Stored data entries
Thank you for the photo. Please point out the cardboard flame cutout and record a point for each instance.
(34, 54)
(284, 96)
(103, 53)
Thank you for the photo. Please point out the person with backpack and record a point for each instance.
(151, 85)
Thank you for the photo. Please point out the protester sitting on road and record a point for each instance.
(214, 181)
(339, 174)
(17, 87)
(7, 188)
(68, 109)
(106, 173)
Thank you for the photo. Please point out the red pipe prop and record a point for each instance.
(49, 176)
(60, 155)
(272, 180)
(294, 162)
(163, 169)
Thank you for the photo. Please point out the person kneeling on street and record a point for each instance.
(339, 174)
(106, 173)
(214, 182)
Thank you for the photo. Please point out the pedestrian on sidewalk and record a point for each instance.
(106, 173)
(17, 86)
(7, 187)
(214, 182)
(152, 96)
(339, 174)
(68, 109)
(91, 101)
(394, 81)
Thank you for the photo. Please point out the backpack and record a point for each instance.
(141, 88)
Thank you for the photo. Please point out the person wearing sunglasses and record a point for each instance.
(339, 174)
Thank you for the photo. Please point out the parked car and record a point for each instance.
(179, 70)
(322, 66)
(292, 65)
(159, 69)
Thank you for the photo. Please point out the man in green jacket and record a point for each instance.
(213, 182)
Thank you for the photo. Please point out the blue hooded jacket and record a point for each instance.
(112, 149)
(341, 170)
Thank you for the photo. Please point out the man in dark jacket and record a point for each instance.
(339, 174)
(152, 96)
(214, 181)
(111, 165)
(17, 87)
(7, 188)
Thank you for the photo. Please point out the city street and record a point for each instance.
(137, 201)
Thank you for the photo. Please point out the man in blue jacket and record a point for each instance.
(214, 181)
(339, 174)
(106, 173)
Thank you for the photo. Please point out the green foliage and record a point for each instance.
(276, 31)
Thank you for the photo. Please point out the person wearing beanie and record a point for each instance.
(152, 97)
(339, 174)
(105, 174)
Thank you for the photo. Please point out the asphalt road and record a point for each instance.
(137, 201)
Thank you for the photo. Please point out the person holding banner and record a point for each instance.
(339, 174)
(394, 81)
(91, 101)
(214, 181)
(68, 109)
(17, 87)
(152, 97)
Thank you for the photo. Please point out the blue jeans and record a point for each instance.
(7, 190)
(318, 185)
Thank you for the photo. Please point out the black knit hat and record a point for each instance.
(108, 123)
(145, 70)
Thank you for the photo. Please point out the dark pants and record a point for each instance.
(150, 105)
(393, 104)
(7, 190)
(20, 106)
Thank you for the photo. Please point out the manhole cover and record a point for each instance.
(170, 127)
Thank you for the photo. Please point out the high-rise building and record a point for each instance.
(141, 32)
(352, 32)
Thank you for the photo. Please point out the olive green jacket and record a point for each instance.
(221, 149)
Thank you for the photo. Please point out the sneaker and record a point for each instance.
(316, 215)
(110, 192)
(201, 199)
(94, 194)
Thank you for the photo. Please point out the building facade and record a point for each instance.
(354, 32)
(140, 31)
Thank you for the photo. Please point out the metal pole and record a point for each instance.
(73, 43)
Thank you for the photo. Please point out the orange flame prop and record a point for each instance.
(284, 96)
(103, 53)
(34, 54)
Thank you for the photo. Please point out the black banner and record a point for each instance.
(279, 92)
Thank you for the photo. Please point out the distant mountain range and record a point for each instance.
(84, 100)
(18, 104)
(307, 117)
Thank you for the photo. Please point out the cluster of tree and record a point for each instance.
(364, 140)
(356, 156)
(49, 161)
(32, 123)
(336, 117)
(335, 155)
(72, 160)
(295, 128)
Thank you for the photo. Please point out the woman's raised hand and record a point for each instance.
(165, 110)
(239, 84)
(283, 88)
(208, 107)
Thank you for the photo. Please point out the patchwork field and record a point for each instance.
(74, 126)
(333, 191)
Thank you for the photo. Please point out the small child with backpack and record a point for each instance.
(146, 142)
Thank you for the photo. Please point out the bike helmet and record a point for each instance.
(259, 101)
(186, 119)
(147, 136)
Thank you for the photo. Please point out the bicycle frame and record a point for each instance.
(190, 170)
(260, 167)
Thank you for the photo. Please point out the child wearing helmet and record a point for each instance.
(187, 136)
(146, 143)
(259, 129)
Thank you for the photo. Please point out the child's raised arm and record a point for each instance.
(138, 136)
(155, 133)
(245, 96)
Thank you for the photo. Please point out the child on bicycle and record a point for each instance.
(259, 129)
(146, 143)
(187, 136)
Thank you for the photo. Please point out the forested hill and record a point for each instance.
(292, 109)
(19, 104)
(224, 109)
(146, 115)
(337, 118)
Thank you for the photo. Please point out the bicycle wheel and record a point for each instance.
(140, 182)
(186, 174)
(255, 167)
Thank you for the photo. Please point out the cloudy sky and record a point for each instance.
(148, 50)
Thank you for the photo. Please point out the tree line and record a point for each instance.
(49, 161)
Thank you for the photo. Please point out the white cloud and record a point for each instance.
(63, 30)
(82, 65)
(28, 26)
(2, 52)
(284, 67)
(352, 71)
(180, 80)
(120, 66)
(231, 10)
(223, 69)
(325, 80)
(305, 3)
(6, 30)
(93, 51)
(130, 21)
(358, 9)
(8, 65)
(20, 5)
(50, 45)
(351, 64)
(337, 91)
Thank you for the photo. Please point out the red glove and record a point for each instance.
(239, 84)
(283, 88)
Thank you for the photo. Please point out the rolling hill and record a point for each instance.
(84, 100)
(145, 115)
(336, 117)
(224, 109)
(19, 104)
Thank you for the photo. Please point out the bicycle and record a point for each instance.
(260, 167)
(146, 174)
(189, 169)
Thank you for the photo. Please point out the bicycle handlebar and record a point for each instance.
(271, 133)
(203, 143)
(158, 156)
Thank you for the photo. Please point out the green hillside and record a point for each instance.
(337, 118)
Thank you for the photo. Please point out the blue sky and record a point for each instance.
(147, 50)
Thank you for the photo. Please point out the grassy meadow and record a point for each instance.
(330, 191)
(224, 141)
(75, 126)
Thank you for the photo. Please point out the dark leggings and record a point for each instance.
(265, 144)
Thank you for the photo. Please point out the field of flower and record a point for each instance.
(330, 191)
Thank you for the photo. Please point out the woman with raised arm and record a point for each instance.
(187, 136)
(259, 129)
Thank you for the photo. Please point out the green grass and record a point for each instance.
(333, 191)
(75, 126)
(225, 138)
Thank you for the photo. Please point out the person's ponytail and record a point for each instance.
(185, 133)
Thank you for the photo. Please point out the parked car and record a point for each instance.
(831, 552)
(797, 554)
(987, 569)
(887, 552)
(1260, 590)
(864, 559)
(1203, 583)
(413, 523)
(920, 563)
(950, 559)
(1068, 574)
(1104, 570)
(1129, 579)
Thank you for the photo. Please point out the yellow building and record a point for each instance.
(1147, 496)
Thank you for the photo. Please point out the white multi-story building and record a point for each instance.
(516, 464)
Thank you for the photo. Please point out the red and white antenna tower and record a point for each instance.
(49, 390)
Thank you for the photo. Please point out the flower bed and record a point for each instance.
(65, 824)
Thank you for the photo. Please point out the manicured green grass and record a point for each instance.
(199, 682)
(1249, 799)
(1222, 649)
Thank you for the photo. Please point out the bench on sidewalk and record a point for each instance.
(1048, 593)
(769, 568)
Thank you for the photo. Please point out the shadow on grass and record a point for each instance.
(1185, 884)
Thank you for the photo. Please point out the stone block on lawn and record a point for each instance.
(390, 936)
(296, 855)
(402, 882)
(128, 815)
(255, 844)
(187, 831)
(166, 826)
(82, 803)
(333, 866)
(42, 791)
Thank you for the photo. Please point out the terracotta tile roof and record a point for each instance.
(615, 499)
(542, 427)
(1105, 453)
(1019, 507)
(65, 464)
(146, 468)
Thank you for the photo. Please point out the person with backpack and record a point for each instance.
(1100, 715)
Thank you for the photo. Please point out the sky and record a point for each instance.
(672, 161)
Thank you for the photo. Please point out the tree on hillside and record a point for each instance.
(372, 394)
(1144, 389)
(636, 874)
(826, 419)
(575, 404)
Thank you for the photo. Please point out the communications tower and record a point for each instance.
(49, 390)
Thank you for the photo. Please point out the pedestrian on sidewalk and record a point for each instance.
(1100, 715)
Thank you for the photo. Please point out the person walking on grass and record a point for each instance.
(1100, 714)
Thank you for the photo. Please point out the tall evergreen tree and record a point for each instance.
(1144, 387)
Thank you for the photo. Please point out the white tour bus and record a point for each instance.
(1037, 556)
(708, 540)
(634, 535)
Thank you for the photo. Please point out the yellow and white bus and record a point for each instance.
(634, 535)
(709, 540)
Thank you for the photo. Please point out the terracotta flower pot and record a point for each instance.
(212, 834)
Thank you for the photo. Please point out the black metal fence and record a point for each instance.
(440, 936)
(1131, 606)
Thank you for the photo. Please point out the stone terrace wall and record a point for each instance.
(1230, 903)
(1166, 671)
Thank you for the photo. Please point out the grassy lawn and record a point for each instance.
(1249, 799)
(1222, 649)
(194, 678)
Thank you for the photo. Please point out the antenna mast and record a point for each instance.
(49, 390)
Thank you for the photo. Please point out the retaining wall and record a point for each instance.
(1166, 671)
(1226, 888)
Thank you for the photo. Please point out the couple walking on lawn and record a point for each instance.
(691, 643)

TASK: Nothing but the lines from the one with "Thank you for the photo. Please point out the couple" through the final line of the records may appear in the answer, and each must be transcribed exactly.

EXERCISE RESULT:
Thank you for the photo. Please point out the couple walking on lawn and record a point for each instance.
(691, 643)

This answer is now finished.